(Raw records)

-----

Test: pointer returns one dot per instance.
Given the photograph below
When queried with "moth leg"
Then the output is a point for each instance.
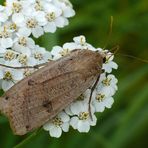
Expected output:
(90, 98)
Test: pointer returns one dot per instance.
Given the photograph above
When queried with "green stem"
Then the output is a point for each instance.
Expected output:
(25, 141)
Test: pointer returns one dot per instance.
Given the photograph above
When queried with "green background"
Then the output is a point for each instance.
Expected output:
(126, 124)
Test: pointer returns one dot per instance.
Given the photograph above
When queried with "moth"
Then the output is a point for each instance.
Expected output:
(39, 97)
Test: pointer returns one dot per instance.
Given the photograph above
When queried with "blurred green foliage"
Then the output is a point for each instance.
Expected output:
(126, 124)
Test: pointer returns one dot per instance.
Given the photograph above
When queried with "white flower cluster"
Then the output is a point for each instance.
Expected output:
(20, 19)
(77, 114)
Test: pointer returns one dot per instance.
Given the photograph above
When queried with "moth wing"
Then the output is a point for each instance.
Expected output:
(41, 103)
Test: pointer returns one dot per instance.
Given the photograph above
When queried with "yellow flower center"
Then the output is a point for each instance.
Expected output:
(64, 52)
(7, 76)
(38, 6)
(100, 97)
(31, 23)
(106, 82)
(27, 73)
(22, 41)
(50, 16)
(38, 56)
(23, 59)
(13, 26)
(16, 7)
(57, 121)
(9, 55)
(83, 115)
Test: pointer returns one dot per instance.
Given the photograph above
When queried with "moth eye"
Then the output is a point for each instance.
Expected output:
(104, 59)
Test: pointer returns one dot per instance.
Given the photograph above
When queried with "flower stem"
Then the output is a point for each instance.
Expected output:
(25, 141)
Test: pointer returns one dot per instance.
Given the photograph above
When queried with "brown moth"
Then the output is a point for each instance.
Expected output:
(40, 97)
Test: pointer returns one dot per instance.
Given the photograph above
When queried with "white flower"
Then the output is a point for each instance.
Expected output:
(53, 17)
(3, 15)
(23, 45)
(58, 52)
(109, 64)
(66, 7)
(10, 76)
(41, 55)
(102, 100)
(108, 84)
(81, 119)
(5, 38)
(59, 123)
(81, 43)
(31, 24)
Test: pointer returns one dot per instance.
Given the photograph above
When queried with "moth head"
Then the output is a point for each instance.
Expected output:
(4, 104)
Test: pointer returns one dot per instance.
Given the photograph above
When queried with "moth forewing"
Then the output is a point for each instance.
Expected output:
(41, 96)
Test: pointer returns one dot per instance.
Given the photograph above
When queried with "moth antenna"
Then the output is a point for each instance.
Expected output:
(115, 49)
(90, 98)
(133, 57)
(110, 32)
(24, 67)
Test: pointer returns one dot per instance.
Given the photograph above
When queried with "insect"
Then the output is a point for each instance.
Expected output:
(40, 97)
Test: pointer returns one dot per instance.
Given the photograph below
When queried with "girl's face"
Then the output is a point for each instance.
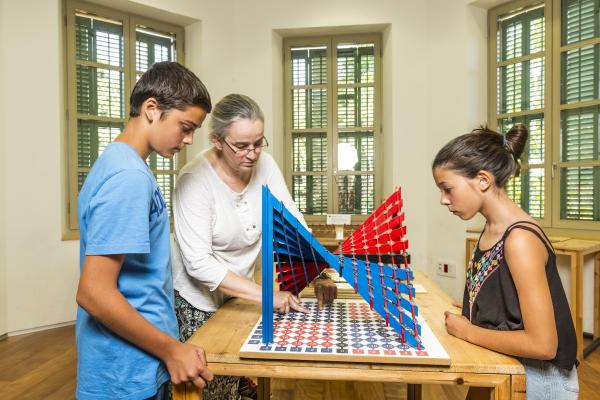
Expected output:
(242, 146)
(461, 195)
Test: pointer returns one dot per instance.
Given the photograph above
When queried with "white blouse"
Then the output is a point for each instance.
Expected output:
(217, 229)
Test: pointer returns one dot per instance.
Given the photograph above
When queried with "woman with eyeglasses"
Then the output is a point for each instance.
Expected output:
(217, 210)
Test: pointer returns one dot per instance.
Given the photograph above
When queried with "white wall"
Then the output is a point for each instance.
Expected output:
(41, 269)
(434, 80)
(434, 88)
(3, 94)
(457, 104)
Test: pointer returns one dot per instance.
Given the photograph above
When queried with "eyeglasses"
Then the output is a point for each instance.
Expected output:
(247, 149)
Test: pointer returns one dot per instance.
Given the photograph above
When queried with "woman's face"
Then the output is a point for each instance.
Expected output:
(460, 194)
(242, 146)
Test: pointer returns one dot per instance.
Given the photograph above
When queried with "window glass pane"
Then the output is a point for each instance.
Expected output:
(510, 89)
(521, 86)
(579, 193)
(355, 63)
(579, 70)
(356, 194)
(309, 65)
(579, 20)
(80, 179)
(166, 182)
(521, 34)
(537, 30)
(579, 134)
(152, 47)
(98, 41)
(309, 108)
(356, 151)
(513, 189)
(356, 107)
(310, 193)
(535, 195)
(536, 84)
(527, 190)
(92, 139)
(535, 147)
(159, 163)
(511, 33)
(100, 92)
(309, 152)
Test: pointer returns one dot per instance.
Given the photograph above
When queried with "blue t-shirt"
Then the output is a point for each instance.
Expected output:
(122, 211)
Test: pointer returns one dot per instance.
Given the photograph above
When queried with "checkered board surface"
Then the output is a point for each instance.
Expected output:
(347, 330)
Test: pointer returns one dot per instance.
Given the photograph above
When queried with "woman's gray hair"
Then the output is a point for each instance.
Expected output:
(230, 109)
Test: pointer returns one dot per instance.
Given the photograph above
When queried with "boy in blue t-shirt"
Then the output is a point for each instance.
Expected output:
(127, 345)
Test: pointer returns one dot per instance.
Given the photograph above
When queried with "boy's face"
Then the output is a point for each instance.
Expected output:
(460, 194)
(170, 133)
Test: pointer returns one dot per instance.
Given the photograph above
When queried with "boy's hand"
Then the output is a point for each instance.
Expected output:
(325, 291)
(283, 302)
(457, 325)
(187, 363)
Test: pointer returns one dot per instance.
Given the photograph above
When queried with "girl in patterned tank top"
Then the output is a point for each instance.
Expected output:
(514, 301)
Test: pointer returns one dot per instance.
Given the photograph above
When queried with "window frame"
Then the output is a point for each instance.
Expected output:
(129, 22)
(331, 42)
(551, 110)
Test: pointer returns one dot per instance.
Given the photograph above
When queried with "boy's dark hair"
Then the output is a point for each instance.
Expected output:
(484, 149)
(172, 85)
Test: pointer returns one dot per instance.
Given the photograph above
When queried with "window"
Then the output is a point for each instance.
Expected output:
(332, 124)
(107, 51)
(546, 76)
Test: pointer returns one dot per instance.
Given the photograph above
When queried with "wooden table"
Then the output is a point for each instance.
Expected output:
(576, 250)
(223, 335)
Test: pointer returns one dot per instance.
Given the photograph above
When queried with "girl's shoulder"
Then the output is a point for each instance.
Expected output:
(526, 243)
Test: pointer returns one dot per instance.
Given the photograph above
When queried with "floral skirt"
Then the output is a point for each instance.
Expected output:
(190, 319)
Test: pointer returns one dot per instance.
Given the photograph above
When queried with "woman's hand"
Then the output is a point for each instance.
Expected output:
(325, 291)
(457, 325)
(284, 302)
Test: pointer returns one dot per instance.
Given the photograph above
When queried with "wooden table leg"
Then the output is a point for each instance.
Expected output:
(574, 303)
(413, 391)
(186, 392)
(597, 296)
(579, 308)
(518, 387)
(264, 388)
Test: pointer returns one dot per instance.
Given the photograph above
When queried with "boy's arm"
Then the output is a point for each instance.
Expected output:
(526, 257)
(99, 296)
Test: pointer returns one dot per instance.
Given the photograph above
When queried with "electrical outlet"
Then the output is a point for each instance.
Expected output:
(446, 269)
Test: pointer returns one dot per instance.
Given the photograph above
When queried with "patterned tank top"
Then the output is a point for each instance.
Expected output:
(491, 301)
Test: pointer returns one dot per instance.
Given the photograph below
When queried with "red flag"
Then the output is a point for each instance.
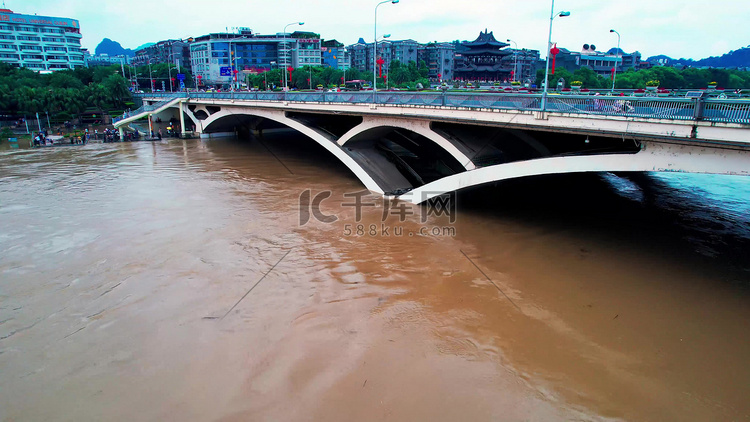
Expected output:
(554, 50)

-----

* [WHAT YOU ARE ASKED TO DO]
Reproduce each entry precisely. Leave the pictures out.

* [THE OUTPUT]
Test: pointer returns one dot per instance.
Given the photograph below
When queried with "moth leg"
Then the output is a point for each instance.
Expected output:
(90, 98)
Test: pointer returns one dot per instance.
Given the photograph above
When queried with "green stem"
Then the output is a point for each instance.
Expected output:
(25, 141)
Test: pointer returns one dot per instance.
Given the photograph above
When queried with "green background"
Then the output is a point for each instance.
Expected output:
(126, 124)
Test: pointer returns one dot per instance.
Given the photograph above
When queried with "moth"
Then the output is a point for each instance.
Expected output:
(39, 97)
Test: pointer returns one dot per instance.
Given the photograph above
When queried with "blurred green foliage"
Then the output is a point for each instance.
Expected output:
(126, 124)
Test: pointer returns one dot per instance.
Given the photograph above
When queried with "white flower cluster"
Then the output is a point for each instance.
Expected output:
(20, 19)
(77, 114)
Test: pointer returns one dot per instance.
Given the photograph above
When queried with "moth wing"
Then the output is a point for each instance.
Expected output:
(41, 103)
Test: pointer returns one dot per instance.
Given the photograph above
When queried with "yellow flower center"
Then the output is a point for each instance.
Expected output:
(64, 52)
(7, 76)
(38, 6)
(100, 97)
(31, 23)
(106, 82)
(27, 73)
(22, 41)
(50, 16)
(38, 56)
(23, 59)
(13, 26)
(16, 7)
(57, 121)
(9, 55)
(83, 115)
Test: pointer returns one dot per instance.
Given the photograph above
When queried with "moth eye"
Then the output is a point for each instance.
Expected output:
(104, 59)
Test: pointer returns one dot per instance.
Given the photograph above
When queried with "flower stem"
Then the output is a point for each instance.
Expected output:
(25, 141)
Test: pointer returns one dot per instance.
Given the photograph above
When queried with "brown moth"
Then the output is a point for each instance.
Expected output:
(40, 97)
Test: pointer returns one dot per instance.
Given the photograph above
When queried with "white flower"
Then the output is a point for each instance.
Expected output:
(53, 17)
(3, 15)
(23, 45)
(58, 52)
(109, 64)
(66, 7)
(10, 76)
(41, 55)
(102, 100)
(108, 84)
(81, 119)
(5, 38)
(59, 123)
(81, 43)
(31, 24)
Test: pointer returns one dot per instance.
Given the photograph above
When queried with "moth head"
Then the output is a point for each instance.
Expected output:
(4, 104)
Test: pointer returns one dot per instance.
Given the photograph above
When queried with "moth forewing"
Then the output is a point for each instance.
Expected output:
(41, 96)
Test: pointer returns one dot per instance.
Given the photograph above
When queried with "moth antenna"
Then the output is a point for each instance.
Expected output:
(115, 49)
(90, 98)
(133, 57)
(110, 32)
(24, 67)
Test: pointer returns one dot per instance.
Given the photograph above
When queried with "insect"
Then the output is a point for each instance.
Expected output:
(40, 97)
Test: pointer returns one dot per instance.
Given the photograph below
When queried with "girl's face"
Then the output is a point for each instance.
Expected output:
(242, 146)
(461, 195)
Test: pointer returns one dot per instance.
Given the photograph above
When queried with "white blouse"
Then the output is a point for each instance.
Expected output:
(217, 229)
Test: pointer returns one dot per instance.
Given the photograph above
When queried with "woman with eyeglasses"
Then the output is a point for each instance.
Expected output:
(217, 210)
Test: pointer returns one dot per instance.
Given the photograph above
When queried with "white wall"
Then the output is a point for each instance.
Expected output:
(41, 269)
(434, 80)
(434, 88)
(3, 94)
(457, 104)
Test: pointer returns one dot per instance.
Given the photograph above
When queried with "eyeglasses"
Then the output is a point for each instance.
Expected output:
(247, 149)
Test: pointer returns one dot per instance.
Given the photograph above
When queried with "woman's face"
Then the output is a point for each instance.
Expected output:
(460, 194)
(242, 146)
Test: pointer returns one dot per instance.
Given the photograph above
When queried with "window glass pane"
Then the output is a point for each instance.
Expected output:
(510, 89)
(521, 86)
(579, 193)
(355, 63)
(579, 70)
(356, 194)
(309, 65)
(579, 20)
(80, 179)
(166, 182)
(521, 34)
(537, 30)
(579, 134)
(152, 47)
(98, 41)
(309, 108)
(356, 151)
(513, 189)
(356, 107)
(310, 193)
(535, 195)
(536, 84)
(527, 190)
(92, 139)
(535, 147)
(159, 163)
(511, 33)
(100, 92)
(309, 152)
Test: pointer returns one dot per instance.
Given the photograph above
When queried with "blue t-shirt"
Then the output is a point for each instance.
Expected output:
(122, 211)
Test: pointer returns one dot per instance.
Given the photograph above
When queried with "checkered board surface"
Then the output is a point for each instance.
Expected output:
(347, 330)
Test: pointer returns one dot per instance.
Given the photograph above
When queried with "woman's gray hair"
Then the output is a point for each instance.
Expected output:
(230, 109)
Test: pointer returns one dot per instance.
Given the photograph above
When queried with "boy in blue t-shirt"
Then the output is a point for each instance.
Expected output:
(127, 345)
Test: pointer returns one dot per instance.
Given the photograph above
When queried with "boy's face"
Then the output is a point for each instance.
Expected output:
(460, 194)
(170, 133)
Test: pointer returns one dot per instance.
Given the photograph above
When queried with "boy's hand"
Then the output is a point for each instance.
Expected output:
(325, 291)
(283, 302)
(457, 325)
(187, 363)
Test: pointer returns one dot per instance.
Given the photograph above
When queried with "girl in patterned tank top"
Then the output is a point for each instance.
Expected output:
(514, 301)
Test: pointer returns one dot per instance.
Given the photograph above
When queried with "window frame"
Then the output is a point for each instance.
Expected output:
(129, 22)
(331, 42)
(551, 110)
Test: pointer returns one dot per instance.
Given the photograph above
When queried with "boy's dark hair"
Then the output is a point for each instance.
Expected output:
(484, 149)
(172, 85)
Test: pointer returns one dot per instance.
Given the photograph above
When queried with "window"
Then the output is a point for each instance.
Expected output:
(332, 124)
(107, 51)
(546, 76)
Test: pointer returns one dot per instance.
Given the photograph above
When queried with "wooden table"
Then the output is a point for each instance.
Expected output:
(576, 250)
(223, 335)
Test: pointer returns one dot per instance.
Given the photograph above
When queried with "girl's shoulder"
Then the output is a point for each instance.
Expected output:
(526, 243)
Test: pointer returns one dot per instance.
Given the photograph above
When queried with "floral skirt"
Then the output is a point for each instance.
Expected output:
(190, 319)
Test: pointer returns one dot per instance.
Given the photograph above
When queried with "woman's hand"
Then the output is a point for each instance.
Expected output:
(325, 291)
(457, 325)
(284, 302)
Test: pointer returns one dot per instance.
Given the photograph above
When queried with "wooden table leg"
Then the output is a point for each instance.
Expected output:
(574, 303)
(413, 391)
(186, 392)
(597, 296)
(579, 308)
(518, 387)
(264, 388)
Test: pointer returns one dot per instance.
Given the photograph above
When queried with "boy's arm"
Then the output is a point for each instance.
Expected output:
(526, 257)
(99, 296)
Test: pointer returns one dot per instance.
Given the photograph above
When queried with "electrical outlet"
Then the output is a point for each instance.
Expected output:
(446, 269)
Test: pointer returns one dot per instance.
Given the photograph above
When queried with "patterned tank top"
Then the output is a point for each instance.
Expected output:
(491, 301)
Test: pointer returns one dot per instance.
Given the photograph below
When queried with "red flag"
Then the output is a point for each instance.
Expected output:
(554, 50)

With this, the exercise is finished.